§ **Selected text**
Time to update my review.

*What services are running?*


dovecot
postfix
postgrey

spamassassin

clamav

amavis

openvpn

*Support:*

Not a single support ticket needed.

*Overall experience:*

I really enjoy my two vps hosted in the dragon cave. No hassles, no downtimes, no support needed and fast and solid routings to europe, brazil and the US.

One is running the mailserver for some domains (friends, familiy ... if that failes my phone is ringing all the time) and the second one is my hulu vpn server (yup flow capacity is more important than saving 20ms in ping time).


----------



## wlanboy (Nov 2, 2013)

Want to add the status report of my vps:



9 hours and 6 minutes of downtime since March the 26th.


----------



## wlanboy (Jan 11, 2014)

Time to update the uptime:



2 hours and 30 minutes of downtime since the last update.


----------



## wlanboy (Feb 16, 2014)

§ **Written instruction 1**
In the VPS hosting review, why does the writer accept a server that doesn't give the lowest ping for the Hulu VPN use?
§ **Written instruction 2**
Write the next part of the VPS hosting review, picking up right after the last line shown.

§ **Supplied data**
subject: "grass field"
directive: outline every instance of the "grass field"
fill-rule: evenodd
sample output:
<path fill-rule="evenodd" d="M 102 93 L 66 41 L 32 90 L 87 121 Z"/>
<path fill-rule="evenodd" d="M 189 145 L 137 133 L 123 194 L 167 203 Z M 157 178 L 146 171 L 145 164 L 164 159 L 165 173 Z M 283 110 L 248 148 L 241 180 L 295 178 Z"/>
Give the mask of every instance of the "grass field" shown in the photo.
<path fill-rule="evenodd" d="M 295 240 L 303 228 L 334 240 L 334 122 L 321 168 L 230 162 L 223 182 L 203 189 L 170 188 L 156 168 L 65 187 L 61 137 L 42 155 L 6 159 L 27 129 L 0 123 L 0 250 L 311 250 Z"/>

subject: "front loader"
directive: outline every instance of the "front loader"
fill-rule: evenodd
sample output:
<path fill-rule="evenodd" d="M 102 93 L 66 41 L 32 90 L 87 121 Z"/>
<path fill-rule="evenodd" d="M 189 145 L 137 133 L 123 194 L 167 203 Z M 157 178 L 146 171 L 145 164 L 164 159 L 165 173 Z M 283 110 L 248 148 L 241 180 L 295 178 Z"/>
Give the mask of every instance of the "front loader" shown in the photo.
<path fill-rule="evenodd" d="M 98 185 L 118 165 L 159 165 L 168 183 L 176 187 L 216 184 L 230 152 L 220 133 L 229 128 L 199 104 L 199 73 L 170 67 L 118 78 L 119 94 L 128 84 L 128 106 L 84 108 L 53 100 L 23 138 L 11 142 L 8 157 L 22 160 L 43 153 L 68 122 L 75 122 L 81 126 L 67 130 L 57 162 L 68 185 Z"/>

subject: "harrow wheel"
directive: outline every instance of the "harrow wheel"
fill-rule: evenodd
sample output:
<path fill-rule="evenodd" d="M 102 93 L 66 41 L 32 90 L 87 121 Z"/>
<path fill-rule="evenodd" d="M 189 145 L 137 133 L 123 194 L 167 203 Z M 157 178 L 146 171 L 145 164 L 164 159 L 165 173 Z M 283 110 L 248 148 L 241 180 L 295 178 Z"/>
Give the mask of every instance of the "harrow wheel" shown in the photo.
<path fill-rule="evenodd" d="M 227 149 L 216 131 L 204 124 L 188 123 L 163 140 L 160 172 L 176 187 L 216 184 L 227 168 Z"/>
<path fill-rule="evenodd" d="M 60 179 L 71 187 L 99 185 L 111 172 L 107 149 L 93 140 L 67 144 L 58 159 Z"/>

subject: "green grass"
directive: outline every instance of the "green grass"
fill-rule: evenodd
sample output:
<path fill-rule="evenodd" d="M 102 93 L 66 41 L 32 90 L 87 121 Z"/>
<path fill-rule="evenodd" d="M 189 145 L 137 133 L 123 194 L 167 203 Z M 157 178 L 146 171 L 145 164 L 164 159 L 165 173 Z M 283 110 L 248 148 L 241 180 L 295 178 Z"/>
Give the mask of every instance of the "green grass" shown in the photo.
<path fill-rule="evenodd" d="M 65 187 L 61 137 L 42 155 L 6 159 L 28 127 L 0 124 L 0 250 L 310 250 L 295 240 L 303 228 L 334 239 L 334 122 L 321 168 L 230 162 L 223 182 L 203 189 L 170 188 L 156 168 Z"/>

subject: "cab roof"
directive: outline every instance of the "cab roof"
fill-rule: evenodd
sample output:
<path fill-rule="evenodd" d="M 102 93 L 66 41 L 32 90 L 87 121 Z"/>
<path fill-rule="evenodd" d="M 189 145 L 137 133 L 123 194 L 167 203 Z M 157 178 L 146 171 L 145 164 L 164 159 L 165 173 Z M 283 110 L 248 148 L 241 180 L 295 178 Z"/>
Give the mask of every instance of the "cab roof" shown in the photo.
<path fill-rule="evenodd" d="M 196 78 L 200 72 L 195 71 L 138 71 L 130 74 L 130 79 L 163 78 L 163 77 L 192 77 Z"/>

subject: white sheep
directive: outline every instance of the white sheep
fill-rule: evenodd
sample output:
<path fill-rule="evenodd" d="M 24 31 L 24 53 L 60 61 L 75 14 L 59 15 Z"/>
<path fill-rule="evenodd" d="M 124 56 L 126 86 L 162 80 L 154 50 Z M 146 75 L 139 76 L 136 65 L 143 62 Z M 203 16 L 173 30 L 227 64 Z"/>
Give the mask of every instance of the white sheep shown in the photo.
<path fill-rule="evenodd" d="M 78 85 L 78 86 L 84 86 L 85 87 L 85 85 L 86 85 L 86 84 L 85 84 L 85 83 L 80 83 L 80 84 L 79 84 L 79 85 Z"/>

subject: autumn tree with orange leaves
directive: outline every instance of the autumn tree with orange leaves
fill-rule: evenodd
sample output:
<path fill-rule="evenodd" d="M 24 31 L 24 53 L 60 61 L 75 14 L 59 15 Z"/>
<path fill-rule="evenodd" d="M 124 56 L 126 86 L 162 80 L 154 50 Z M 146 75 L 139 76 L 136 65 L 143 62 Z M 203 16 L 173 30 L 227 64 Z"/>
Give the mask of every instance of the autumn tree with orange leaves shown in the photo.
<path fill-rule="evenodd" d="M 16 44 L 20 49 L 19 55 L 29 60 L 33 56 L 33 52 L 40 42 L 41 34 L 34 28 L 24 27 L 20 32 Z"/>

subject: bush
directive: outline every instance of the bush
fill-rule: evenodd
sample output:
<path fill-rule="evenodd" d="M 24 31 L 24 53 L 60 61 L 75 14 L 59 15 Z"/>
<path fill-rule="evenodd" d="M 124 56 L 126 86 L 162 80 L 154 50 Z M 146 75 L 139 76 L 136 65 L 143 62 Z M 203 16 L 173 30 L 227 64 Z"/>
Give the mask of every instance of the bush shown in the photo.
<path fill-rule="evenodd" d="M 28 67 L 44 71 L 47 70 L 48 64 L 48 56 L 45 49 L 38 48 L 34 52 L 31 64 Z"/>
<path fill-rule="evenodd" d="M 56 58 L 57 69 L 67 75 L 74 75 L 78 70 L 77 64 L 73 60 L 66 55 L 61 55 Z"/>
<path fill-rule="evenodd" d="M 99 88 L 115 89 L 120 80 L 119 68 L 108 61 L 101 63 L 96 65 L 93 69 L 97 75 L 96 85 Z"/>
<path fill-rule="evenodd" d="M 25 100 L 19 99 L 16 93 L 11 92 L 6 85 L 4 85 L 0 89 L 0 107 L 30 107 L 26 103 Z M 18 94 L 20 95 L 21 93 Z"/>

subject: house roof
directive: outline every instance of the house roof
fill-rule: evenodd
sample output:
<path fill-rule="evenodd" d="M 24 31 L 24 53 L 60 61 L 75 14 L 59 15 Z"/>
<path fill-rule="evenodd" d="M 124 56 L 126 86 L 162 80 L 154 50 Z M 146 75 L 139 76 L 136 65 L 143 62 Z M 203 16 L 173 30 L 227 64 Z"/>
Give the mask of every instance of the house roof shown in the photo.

§ **Final answer 1**
For the Hulu VPN server, the writer cares more about flow capacity than about saving 20ms of ping time.

§ **Final answer 2**
Time to update the statistics:



Only 25 minutes of downtime since the last update.

Support is still fantastic, CPU and I/O is good.

Network is getting better but could get some additional throughput to the EU.


----------



## wlanboy (Mar 18, 2014)

Time for an update:



Nothing happend.

Network is solid but things like gem update or apt-get upgrade need more time than usual.

It just does not feel as snappy as usual during the last weeks.


----------



## wlanboy (Apr 27, 2014)

This vps was moved to their new NY location - so I will not update this review of their Tampa location.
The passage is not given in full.